◆ SUPPLIED TEXT ◆
——
We expect the PreSTAR template to eventually be available for a 513(g) request in the future because it was already validated for that purpose.

What is the Q-submission number?

All Q-submissions are assigned a document number beginning with “Q” upon receipt (i.e., Qyyxxxx). The format of the number consists of 2-digits (i.e., “yy”) for the year of submission (e.g., “23” for 2023) and 4-digits (i.e., “xxxx”) that are the following sequential number assigned by the FDA for that calendar year. Therefore, the first Q-submission received by the FDA in January 2023 is Q230001, and between 3,500 and 4,000 new submissions are usually received each year. If the subject device was submitted in a previous Q-submission, the original document number is re-used, and a supplement number is added (i.e., Qyyxxx/S001, Qyyxxx/S002, etc.). Q-submission numbering is explained in more detail in the 2023 FDA guidance.

Does the FDA charge for Q-submissions?

FDA pre-submissions do not require paying an FDA User Fee (i.e., $0).

How long does an FDA pre-submission take?

The days of squishing timelines are gone. The timeline is 70-75 calendar days. On October 5, 2022, MDUFA V was approved. As one of the MDUFA V decision targets, the FDA is tasked with reducing the timeline for responding to pre-sub questions within 70 days for 90% of pre-sub requests. The FDA is tasked with achieving this goal by March 2024. If they are successful, the FDA will receive an increase of 59 headcounts to their budget in 2024. This is approximately a $19 million incentive to respond to your pre-submission meeting questions within 70 days. To reflect these new MDUFA V decision targets, the FDA updated the Q-Sub guidance document to reflect the target date of 70 days for the email response and 75 days for teleconference meetings. The FDA also updated the Customer Collaboration Portal (CCP) to facilitate tracking of FDA pre-submission deadlines.

What is an FDA PreSTAR?

In the past, you had to create your document(s) for an FDA pre-submission. Some people create one large PDF document divided into sections, while others create separate PDF documents for each requirement of the FDA pre-submission guidance. On August 14, 2023, the FDA released an updated beta version (i.e., version 0.2) of a new PDF template (i.e., FDA PreSTAR). This new PreSTAR template provides multiple benefits to the FDA:

  1. every company uses the same format,
  2. the template automatically verifies that the pre-submission includes all required elements, and
  3. Including optional elements will encourage companies to provide more device details than they might otherwise provide.

The PreSTAR also benefits submitters:

  1. you will never forget the required elements of the FDA pre-submission,
  2. you never have to validate an FDA eCopy, and
  3. the similar format and user interface will train you to use the FDA eSTAR.

Note: October 1, 2023, was the FDA eSTAR implementation deadline. 

Do you have to use the PreSTAR template?
——
◆ PROVIDED DATA ◆
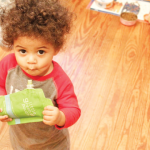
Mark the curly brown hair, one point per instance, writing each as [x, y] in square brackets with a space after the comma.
[46, 19]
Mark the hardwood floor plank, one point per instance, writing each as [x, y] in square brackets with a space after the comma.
[109, 65]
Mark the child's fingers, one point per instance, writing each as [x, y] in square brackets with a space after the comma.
[6, 120]
[3, 117]
[47, 113]
[49, 107]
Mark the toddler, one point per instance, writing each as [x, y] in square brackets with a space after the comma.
[36, 31]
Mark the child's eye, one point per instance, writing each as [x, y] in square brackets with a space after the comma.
[41, 52]
[22, 51]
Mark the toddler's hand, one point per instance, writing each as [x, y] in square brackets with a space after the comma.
[52, 116]
[4, 118]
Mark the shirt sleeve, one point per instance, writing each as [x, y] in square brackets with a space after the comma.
[66, 99]
[6, 64]
[68, 104]
[3, 73]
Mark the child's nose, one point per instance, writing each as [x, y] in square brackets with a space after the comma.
[31, 59]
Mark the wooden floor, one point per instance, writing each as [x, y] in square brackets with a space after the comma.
[109, 65]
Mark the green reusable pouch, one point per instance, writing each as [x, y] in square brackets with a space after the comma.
[24, 106]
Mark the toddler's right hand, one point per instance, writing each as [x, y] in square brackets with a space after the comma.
[4, 118]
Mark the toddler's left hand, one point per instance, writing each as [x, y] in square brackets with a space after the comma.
[52, 116]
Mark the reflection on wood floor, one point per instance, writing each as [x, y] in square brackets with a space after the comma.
[109, 65]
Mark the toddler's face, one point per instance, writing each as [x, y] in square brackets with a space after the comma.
[34, 55]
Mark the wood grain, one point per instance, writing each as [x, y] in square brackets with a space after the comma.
[109, 65]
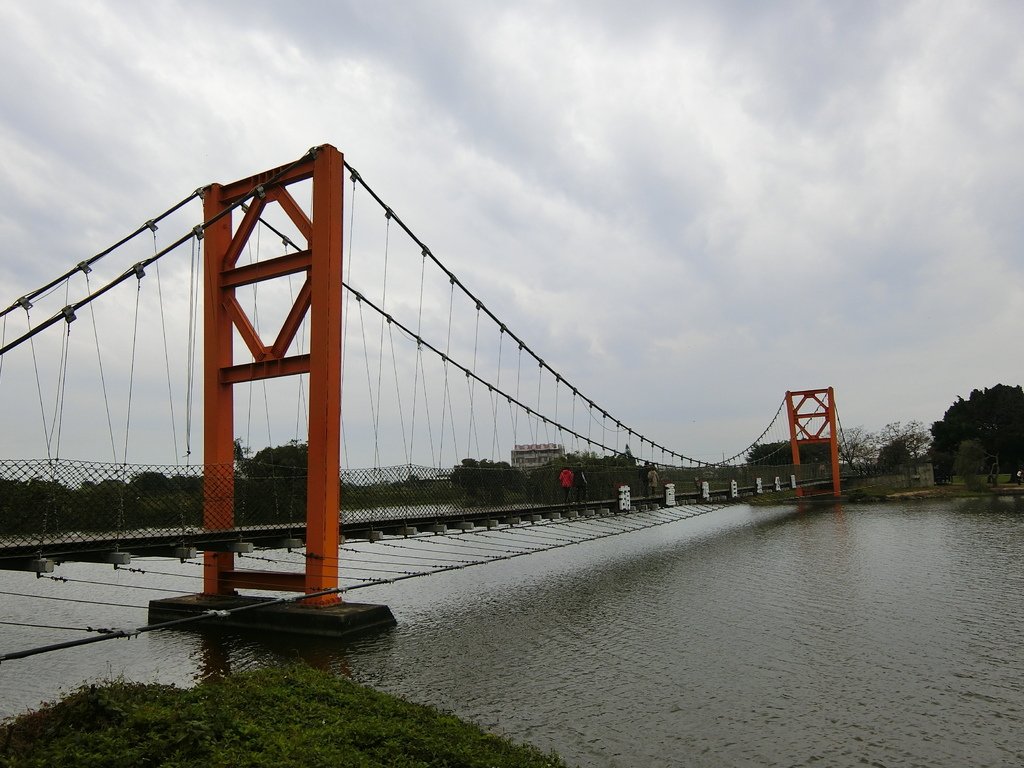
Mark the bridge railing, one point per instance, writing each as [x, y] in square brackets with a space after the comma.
[74, 501]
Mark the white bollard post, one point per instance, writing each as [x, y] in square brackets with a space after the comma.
[625, 502]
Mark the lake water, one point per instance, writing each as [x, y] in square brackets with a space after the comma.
[887, 635]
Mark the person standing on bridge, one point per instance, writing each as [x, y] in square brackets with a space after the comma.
[565, 480]
[652, 480]
[580, 483]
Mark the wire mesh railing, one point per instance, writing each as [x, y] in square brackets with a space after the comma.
[72, 502]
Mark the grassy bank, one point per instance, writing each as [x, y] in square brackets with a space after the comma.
[294, 716]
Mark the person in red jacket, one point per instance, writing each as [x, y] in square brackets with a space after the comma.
[565, 480]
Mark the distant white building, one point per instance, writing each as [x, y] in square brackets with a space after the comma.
[528, 457]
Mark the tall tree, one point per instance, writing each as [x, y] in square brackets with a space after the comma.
[901, 443]
[993, 416]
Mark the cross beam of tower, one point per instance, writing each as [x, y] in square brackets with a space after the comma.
[320, 299]
[812, 420]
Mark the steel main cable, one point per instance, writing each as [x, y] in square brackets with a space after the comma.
[84, 266]
[68, 313]
[357, 177]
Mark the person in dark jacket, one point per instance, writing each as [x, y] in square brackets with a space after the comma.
[580, 484]
[565, 480]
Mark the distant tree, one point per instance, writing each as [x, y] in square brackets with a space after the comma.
[970, 463]
[484, 481]
[779, 454]
[993, 416]
[901, 443]
[770, 454]
[858, 449]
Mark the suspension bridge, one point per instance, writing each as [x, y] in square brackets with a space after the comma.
[264, 308]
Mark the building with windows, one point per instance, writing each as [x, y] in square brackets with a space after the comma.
[538, 455]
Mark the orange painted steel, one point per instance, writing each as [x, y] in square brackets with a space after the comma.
[320, 299]
[812, 420]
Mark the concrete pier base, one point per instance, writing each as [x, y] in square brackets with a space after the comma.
[334, 621]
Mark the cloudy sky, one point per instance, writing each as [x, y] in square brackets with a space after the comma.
[687, 208]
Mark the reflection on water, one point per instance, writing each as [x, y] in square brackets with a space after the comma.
[887, 635]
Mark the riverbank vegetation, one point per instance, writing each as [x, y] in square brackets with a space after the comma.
[294, 716]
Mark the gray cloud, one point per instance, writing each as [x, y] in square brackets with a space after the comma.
[690, 208]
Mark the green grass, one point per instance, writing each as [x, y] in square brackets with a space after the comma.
[292, 716]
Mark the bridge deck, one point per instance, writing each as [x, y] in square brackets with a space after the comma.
[38, 553]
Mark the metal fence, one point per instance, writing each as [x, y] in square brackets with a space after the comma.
[69, 501]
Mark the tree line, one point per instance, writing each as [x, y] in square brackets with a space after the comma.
[979, 436]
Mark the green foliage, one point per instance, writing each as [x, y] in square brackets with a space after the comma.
[993, 416]
[486, 482]
[780, 454]
[970, 463]
[294, 716]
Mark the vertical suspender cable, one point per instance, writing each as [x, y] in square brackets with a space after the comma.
[446, 395]
[167, 357]
[494, 395]
[471, 384]
[380, 349]
[102, 378]
[370, 386]
[39, 386]
[190, 343]
[344, 318]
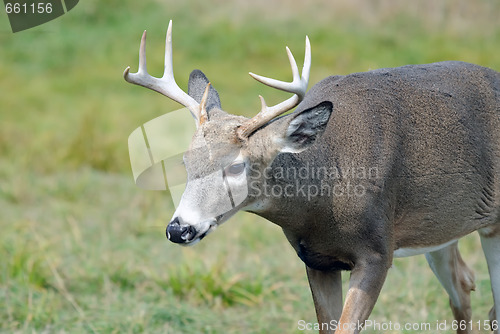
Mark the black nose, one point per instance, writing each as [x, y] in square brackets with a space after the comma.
[180, 234]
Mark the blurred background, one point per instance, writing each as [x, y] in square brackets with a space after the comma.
[82, 250]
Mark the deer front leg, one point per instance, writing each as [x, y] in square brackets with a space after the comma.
[326, 289]
[367, 279]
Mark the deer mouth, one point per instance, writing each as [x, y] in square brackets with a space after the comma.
[189, 235]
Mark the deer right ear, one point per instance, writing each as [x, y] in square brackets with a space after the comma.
[306, 127]
[196, 87]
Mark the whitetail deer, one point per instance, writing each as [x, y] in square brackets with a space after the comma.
[392, 162]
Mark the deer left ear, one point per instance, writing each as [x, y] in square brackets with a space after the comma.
[306, 127]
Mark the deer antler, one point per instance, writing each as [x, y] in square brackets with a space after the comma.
[165, 85]
[298, 86]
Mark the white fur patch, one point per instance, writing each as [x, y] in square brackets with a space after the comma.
[404, 252]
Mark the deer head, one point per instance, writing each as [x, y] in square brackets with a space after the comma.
[225, 146]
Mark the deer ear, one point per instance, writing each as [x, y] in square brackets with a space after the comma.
[306, 127]
[196, 87]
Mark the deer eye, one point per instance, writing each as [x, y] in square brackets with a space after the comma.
[236, 168]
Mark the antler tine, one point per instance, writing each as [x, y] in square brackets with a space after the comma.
[298, 86]
[165, 85]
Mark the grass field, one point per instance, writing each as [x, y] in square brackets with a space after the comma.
[83, 250]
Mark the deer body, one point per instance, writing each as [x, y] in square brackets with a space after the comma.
[370, 166]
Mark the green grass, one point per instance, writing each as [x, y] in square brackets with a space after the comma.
[83, 250]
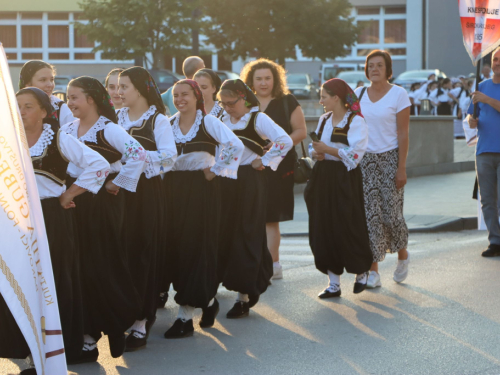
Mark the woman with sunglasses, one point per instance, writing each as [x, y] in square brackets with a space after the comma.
[245, 263]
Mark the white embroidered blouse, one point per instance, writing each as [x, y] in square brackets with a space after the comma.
[231, 148]
[357, 137]
[162, 160]
[95, 168]
[133, 154]
[267, 129]
[65, 114]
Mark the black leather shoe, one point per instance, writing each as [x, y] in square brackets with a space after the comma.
[491, 251]
[180, 329]
[134, 343]
[209, 315]
[116, 344]
[253, 299]
[162, 300]
[87, 356]
[28, 371]
[239, 310]
[330, 293]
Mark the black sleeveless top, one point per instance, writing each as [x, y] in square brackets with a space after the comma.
[52, 163]
[339, 135]
[250, 137]
[145, 133]
[203, 141]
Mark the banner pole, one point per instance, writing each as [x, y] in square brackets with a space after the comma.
[478, 76]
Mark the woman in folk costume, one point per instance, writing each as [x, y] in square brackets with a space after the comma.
[193, 193]
[245, 263]
[338, 232]
[39, 74]
[111, 302]
[143, 117]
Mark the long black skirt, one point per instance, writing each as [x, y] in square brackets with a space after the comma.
[191, 255]
[245, 264]
[143, 239]
[338, 233]
[111, 302]
[279, 185]
[60, 225]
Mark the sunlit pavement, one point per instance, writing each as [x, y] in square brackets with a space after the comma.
[445, 319]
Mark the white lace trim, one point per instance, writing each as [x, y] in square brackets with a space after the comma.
[45, 140]
[91, 135]
[224, 172]
[181, 138]
[125, 122]
[125, 182]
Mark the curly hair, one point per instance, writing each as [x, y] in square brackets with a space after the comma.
[280, 87]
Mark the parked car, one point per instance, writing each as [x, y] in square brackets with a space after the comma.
[302, 86]
[225, 74]
[406, 79]
[164, 78]
[352, 78]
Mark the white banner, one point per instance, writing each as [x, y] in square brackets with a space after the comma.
[26, 278]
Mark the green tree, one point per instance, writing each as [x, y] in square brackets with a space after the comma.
[273, 28]
[127, 29]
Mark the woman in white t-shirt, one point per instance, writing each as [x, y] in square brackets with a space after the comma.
[386, 109]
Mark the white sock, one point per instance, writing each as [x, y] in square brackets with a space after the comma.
[89, 343]
[186, 313]
[139, 328]
[334, 278]
[242, 298]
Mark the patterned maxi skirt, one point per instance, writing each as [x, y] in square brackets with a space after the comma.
[383, 204]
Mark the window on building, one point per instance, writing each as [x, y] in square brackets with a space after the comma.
[58, 36]
[395, 31]
[31, 36]
[369, 32]
[8, 36]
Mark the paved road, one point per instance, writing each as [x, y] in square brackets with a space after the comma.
[444, 320]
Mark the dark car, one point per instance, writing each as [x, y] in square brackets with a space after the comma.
[406, 79]
[302, 86]
[164, 78]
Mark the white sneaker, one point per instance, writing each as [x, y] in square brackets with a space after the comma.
[277, 272]
[401, 272]
[373, 280]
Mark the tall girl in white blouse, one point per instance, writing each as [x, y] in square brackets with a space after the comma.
[111, 303]
[338, 232]
[245, 263]
[193, 195]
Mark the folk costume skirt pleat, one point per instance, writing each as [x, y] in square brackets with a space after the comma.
[245, 264]
[338, 234]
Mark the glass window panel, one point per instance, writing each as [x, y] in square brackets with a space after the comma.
[397, 51]
[8, 36]
[58, 16]
[58, 56]
[84, 56]
[368, 10]
[395, 10]
[59, 36]
[31, 15]
[369, 32]
[81, 40]
[8, 15]
[32, 36]
[32, 56]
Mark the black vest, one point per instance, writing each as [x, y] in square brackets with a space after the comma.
[145, 133]
[250, 137]
[52, 163]
[107, 151]
[339, 135]
[201, 142]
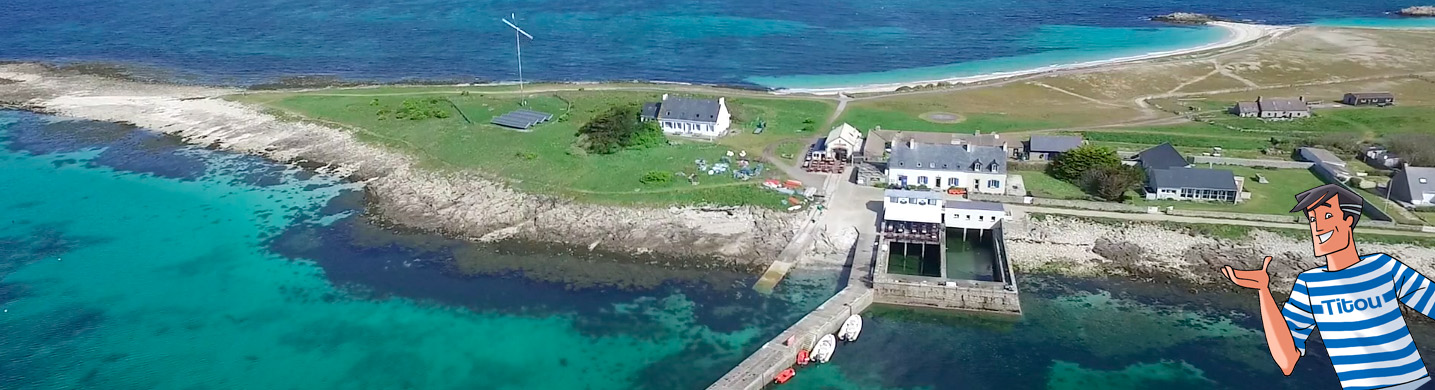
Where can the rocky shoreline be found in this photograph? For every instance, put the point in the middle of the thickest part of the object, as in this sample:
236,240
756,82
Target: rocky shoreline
1148,251
1187,19
455,204
1418,10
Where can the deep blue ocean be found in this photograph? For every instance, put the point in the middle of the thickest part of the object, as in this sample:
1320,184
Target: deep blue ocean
801,43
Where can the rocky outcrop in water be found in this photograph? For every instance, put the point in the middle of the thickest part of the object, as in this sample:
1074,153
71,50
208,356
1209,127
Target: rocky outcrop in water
1418,10
465,205
1187,19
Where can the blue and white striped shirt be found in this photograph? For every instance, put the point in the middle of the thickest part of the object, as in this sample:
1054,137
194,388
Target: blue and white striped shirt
1361,324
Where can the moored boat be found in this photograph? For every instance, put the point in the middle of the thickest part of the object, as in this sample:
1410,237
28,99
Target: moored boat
851,329
824,349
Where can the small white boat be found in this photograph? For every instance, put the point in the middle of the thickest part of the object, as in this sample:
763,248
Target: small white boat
824,349
850,329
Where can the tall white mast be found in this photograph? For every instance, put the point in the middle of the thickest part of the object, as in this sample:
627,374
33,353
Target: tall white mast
518,40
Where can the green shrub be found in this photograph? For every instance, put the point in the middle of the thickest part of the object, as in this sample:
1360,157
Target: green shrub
1071,165
656,177
619,128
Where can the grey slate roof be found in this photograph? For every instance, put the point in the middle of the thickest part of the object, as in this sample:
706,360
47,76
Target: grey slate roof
1412,181
689,109
946,157
1054,144
1161,157
976,205
1200,178
911,194
1282,103
1372,95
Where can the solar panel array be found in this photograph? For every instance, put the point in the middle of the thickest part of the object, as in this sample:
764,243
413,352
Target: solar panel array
521,119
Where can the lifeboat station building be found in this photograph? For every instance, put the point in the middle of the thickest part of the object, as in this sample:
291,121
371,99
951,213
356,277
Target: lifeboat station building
942,251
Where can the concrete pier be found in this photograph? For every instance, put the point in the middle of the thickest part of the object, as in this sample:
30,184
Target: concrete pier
999,296
762,366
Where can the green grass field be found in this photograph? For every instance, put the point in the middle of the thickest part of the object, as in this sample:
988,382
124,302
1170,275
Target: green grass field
1206,142
1043,185
546,159
1274,197
1372,122
868,118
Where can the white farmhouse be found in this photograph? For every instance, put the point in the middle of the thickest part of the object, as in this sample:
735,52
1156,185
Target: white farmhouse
973,215
844,141
688,116
911,207
943,165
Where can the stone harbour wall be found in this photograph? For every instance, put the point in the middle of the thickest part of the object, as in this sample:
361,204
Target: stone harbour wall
946,297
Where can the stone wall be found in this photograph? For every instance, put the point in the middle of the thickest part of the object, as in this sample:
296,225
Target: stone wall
1253,162
1056,202
946,297
1234,215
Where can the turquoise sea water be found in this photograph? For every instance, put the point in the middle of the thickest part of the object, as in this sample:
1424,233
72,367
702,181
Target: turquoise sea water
732,42
132,261
1058,45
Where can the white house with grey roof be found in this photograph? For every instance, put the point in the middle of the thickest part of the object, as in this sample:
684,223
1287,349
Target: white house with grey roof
944,165
973,215
690,116
1193,184
926,207
1049,146
1273,108
1414,185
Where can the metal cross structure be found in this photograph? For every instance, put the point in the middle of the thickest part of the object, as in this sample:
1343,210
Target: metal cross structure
518,40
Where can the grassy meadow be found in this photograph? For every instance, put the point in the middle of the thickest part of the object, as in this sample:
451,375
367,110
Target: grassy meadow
546,158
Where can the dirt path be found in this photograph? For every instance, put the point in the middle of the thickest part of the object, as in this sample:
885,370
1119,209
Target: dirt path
1193,220
841,105
1217,70
1076,95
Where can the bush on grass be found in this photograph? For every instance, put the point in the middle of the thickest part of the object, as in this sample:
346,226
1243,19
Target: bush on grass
656,177
1071,165
619,128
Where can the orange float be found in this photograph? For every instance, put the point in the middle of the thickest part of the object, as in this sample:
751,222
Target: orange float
787,374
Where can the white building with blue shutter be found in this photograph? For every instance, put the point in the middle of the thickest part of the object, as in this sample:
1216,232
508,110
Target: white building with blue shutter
940,167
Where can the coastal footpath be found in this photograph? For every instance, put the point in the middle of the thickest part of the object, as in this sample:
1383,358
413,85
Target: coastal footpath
1142,250
458,204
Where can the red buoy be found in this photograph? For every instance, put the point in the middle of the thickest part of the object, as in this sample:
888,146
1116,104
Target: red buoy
787,374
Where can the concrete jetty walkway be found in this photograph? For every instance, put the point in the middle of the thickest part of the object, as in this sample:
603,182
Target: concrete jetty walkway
762,366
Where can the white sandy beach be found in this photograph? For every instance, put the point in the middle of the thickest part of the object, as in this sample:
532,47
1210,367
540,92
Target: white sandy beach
1237,35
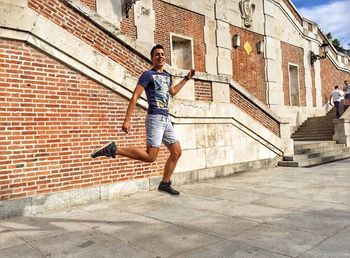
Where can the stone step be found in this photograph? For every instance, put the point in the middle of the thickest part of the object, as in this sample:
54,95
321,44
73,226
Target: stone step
298,145
303,133
315,130
313,138
319,149
314,161
321,154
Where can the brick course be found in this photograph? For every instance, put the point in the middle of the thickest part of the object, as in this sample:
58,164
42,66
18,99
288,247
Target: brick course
67,18
52,118
90,3
203,90
127,24
249,70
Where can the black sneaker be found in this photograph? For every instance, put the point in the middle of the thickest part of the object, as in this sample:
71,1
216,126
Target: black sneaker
166,187
107,150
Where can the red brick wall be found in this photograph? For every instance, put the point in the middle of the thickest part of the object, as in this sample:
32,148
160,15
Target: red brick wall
90,3
249,70
330,77
170,18
203,90
67,18
295,56
254,111
51,119
127,25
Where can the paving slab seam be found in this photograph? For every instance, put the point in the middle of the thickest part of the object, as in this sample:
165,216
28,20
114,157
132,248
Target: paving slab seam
252,246
116,238
293,228
319,243
182,226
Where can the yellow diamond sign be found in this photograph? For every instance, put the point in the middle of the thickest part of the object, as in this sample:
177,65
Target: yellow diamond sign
248,48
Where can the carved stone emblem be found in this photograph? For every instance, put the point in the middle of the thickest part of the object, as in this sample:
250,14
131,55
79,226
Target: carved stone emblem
247,10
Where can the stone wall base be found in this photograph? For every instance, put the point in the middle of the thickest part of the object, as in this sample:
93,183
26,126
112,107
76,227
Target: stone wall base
62,200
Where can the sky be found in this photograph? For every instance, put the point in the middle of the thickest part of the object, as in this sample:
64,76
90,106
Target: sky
331,15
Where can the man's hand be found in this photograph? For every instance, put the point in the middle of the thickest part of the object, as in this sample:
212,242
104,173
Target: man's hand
126,127
190,74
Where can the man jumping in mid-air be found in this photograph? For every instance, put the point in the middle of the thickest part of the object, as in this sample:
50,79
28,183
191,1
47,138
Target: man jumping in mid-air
158,86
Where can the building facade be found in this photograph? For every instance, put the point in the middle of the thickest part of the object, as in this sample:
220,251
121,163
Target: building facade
69,67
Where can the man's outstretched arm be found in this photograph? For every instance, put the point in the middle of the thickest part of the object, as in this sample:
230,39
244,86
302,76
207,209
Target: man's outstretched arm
132,104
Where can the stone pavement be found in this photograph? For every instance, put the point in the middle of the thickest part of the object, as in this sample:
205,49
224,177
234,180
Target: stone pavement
279,212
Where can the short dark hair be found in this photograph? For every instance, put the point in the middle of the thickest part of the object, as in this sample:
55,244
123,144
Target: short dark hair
156,47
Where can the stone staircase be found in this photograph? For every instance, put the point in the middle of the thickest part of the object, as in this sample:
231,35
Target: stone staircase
313,144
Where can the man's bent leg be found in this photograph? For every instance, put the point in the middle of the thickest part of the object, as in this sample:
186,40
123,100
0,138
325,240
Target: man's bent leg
165,184
139,154
175,153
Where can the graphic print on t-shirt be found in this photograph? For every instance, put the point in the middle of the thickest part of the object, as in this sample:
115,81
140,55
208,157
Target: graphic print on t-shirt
161,89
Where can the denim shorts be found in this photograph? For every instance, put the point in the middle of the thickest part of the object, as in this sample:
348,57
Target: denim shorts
159,129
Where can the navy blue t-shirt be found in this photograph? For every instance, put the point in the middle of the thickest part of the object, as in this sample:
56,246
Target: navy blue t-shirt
157,85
——
◆ QUESTIONS ◆
1. Translate this sentence from the FDA pre-submission text into Spanish: "FDA pre-submissions do not require paying an FDA User Fee (i.e., $0)."
2. Using the FDA pre-submission text, decide whether each statement agrees with it. Give yes or no for each, along with the deciding words quoted exactly from the text.
(a) The first Q-submission the FDA received in January 2023 is numbered Q230001.
(b) Submitting an FDA pre-submission requires paying an FDA User Fee.
(c) The FDA released version 0.2 of the PreSTAR template on October 1, 2023.
3. Continue the FDA pre-submission text from its last line.

◆ RESULTS FOR THE EXERCISE ◆
1. Las presentaciones previas ante la FDA no requieren el pago de una tarifa de usuario de la FDA (es decir, $0).

2.
(a) Yes: "the first Q-submission received by the FDA in January 2023 is Q230001"
(b) No: "FDA pre-submissions do not require paying an FDA User Fee (i.e., $0)."
(c) No: "On August 14, 2023, the FDA released an updated beta version (i.e., version 0.2) of a new PDF template (i.e., FDA PreSTAR)."

3.
Nope. The PreSTAR version 0.2 is a beta version and 100% optional. However, I like it better than my templates. Your design team can still have individual documents for the user manual, device description, and testing plan. We attach the document using the button that says “Add Attachment” (see screen capture below).

Device Description screen capture for prestar 1024x576 FDA Pre Submission Format and Content Requirements

The PreSTAR template was built by Patrick Macatangga, a Tools & Templates Engineer working at the FDA on the Lifecycle Tools and Templates Team. To help with where to direct questions about the template, he suggested:

  • If you have questions or feedback regarding the voluntary use of the eSTAR for medical devices regulated by CDRH, or if you have general questions about medical devices, contact the Division of Industry and Consumer Education (DICE).
  • If you find malfunctions or errors in the eSTAR template for medical devices regulated by CDRH, contact eSubPilot@fda.hhs.gov.
  • If you have questions regarding 510(k)s, De Novo requests, or Early Submission Requests for medical devices regulated by CDRH, contact OPEQSubmissionSupport@fda.hhs.gov.

How do you submit an eCopy?

You can submit an FDA eCopy on electronic media (e.g., USB flash drive) and send it via FedEx to the FDA Document Center at the following address: Food and Drug Administration, Center for Devices and Radiological Health, Document Mail Center, 10903 New Hampshire Ave., Bldg. 66, rm. G609, Silver Spring, MD 20993-0002. However, you can also submit an FDA eCopy via a web browser (i.e., CCP…see next section on submitting a PreSTAR).

If you are submitting an eCopy through the CCP instead of an FDA PreSTAR

How do you submit a PreSTAR?

You have two options for delivery of an FDA pre-submission:

  1. save the pre-sub on electronic media (e.g., USB flash drive) and send it via FedEx to the FDA, and
  2. upload the pre-sub to the new FDA Customer Collaboration Portal (CCP).

As you can guess from the video above, we only use option 2 for FDA pre-submissions. For option 2, you can upload an eCopy (saved as a zip file) or a PreSTAR (in the native PDF format). The image below shows you how this is done, but the uploading process usually takes about one minute–depending on your file size and bandwidth. You can register for your own CCP account in seconds.

estar and eCopy upload 1024x485 FDA Pre Submission Format and Content Requirements

What is the pre-submission process?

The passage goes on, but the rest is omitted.